begin LISTED RECORDS

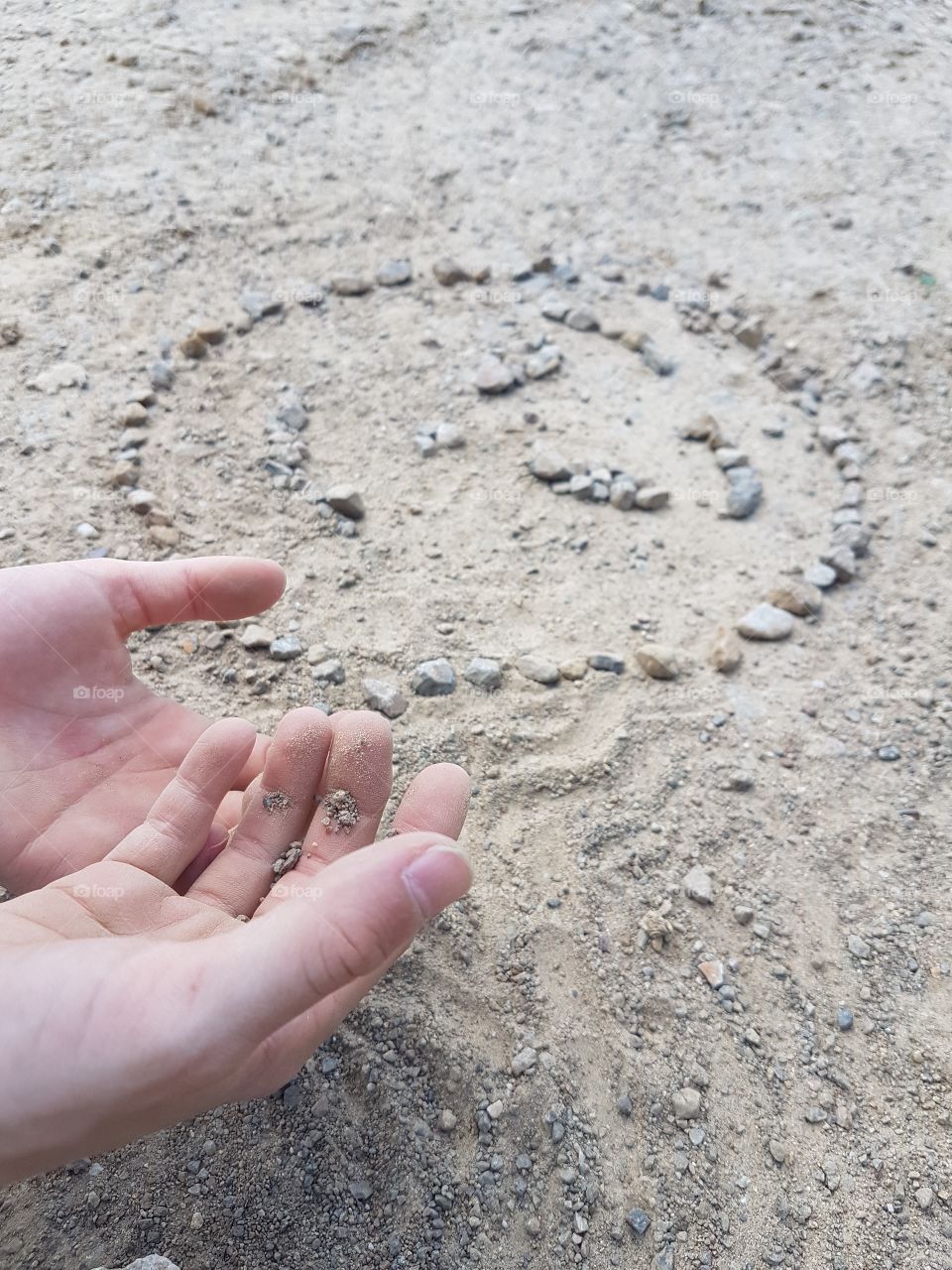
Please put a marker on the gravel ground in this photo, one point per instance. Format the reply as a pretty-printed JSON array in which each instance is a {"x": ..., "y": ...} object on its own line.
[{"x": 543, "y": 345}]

end LISTED RECORDS
begin LISTED RECORDS

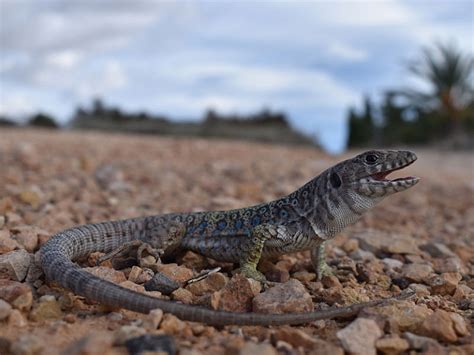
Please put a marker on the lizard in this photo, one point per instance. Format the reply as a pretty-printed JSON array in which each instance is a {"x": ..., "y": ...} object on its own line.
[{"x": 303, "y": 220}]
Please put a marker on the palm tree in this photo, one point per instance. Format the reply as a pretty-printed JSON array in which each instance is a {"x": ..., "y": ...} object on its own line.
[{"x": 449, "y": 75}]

end LISTED RECORDS
begin LISTED RECORDS

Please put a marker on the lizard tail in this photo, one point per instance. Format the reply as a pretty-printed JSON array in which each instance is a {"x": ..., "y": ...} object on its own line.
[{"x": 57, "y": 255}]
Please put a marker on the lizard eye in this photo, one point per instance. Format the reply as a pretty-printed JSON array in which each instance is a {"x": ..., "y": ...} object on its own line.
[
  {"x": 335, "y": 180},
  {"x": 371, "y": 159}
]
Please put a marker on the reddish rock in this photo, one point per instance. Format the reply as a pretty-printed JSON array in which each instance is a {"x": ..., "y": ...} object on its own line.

end LISTED RECORDS

# [SET TASK]
Count the lines in the items above that contain the string "tail", treating uppercase and lowercase as different. Reply with the number only.

# [RESPONSE FOR THIS EXERCISE]
1